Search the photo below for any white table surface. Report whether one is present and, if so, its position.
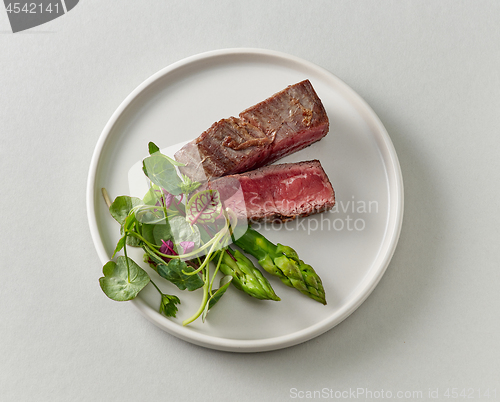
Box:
[0,0,500,402]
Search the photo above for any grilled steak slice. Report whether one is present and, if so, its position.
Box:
[175,80,329,181]
[201,160,335,222]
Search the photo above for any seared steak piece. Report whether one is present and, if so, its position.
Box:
[175,80,329,181]
[200,160,335,222]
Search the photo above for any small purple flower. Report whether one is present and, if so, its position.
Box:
[179,241,194,254]
[159,239,177,262]
[162,188,174,208]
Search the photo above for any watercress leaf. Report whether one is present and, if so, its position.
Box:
[158,259,203,290]
[111,236,127,258]
[153,220,172,246]
[109,195,142,225]
[148,142,160,155]
[160,293,181,317]
[99,256,149,301]
[186,190,222,225]
[142,152,182,195]
[135,205,165,225]
[201,275,233,322]
[120,226,142,247]
[181,175,201,194]
[168,216,200,250]
[141,223,155,244]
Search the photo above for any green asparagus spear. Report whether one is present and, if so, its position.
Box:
[234,227,326,304]
[214,247,280,301]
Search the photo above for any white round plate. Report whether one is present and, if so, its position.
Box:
[87,49,403,352]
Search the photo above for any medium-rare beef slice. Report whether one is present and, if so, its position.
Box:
[202,160,335,222]
[240,80,329,166]
[175,80,329,181]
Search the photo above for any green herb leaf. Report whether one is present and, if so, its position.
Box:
[111,235,127,258]
[160,293,181,317]
[135,205,165,225]
[99,256,149,301]
[181,175,201,194]
[157,259,203,290]
[142,245,166,269]
[153,221,172,246]
[109,195,142,225]
[201,275,233,322]
[186,190,222,225]
[170,216,200,250]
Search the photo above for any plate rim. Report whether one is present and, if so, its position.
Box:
[86,47,404,352]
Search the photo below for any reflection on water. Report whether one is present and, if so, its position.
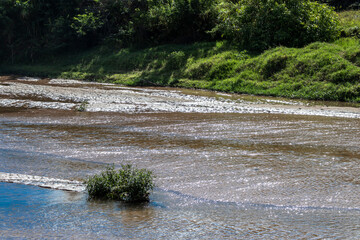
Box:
[0,183,360,239]
[0,110,360,239]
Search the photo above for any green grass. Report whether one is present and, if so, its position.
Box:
[86,165,154,202]
[0,11,360,102]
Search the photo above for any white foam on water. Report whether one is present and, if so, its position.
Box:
[0,172,85,192]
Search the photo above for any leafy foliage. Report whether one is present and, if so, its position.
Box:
[0,0,344,62]
[86,165,154,202]
[213,0,340,50]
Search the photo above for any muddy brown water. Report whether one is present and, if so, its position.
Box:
[0,77,360,239]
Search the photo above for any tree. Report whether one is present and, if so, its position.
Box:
[213,0,340,50]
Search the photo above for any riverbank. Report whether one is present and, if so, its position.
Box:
[0,38,360,102]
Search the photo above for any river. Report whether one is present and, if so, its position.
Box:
[0,76,360,239]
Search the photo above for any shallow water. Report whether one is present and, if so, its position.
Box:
[0,76,360,239]
[0,183,360,239]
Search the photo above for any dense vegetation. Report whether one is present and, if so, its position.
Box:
[86,165,154,202]
[0,0,360,102]
[0,0,339,62]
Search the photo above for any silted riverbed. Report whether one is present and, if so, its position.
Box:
[0,77,360,239]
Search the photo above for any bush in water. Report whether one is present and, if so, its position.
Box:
[86,165,154,202]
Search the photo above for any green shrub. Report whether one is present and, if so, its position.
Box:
[213,0,340,50]
[86,165,154,202]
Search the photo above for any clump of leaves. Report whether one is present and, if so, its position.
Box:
[86,164,154,202]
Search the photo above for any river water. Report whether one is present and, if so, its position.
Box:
[0,76,360,239]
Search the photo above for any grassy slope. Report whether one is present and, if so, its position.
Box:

——

◆ Exercise details
Output the item lines as a Markdown table with the columns Row and Item line, starting with the line that contains "Search the photo above for any small" and going on through the line that contains "[162,188,174,208]". Give each line its own numbered row, and skip any blank lines.

◆ Complete output
| Row | Item line |
|---|---|
| 1 | Search the photo above for any small purple flower. Report whether one is present and, if so, its position. |
| 2 | Box: |
| 3 | [179,241,194,254] |
| 4 | [159,239,177,262] |
| 5 | [162,188,174,208] |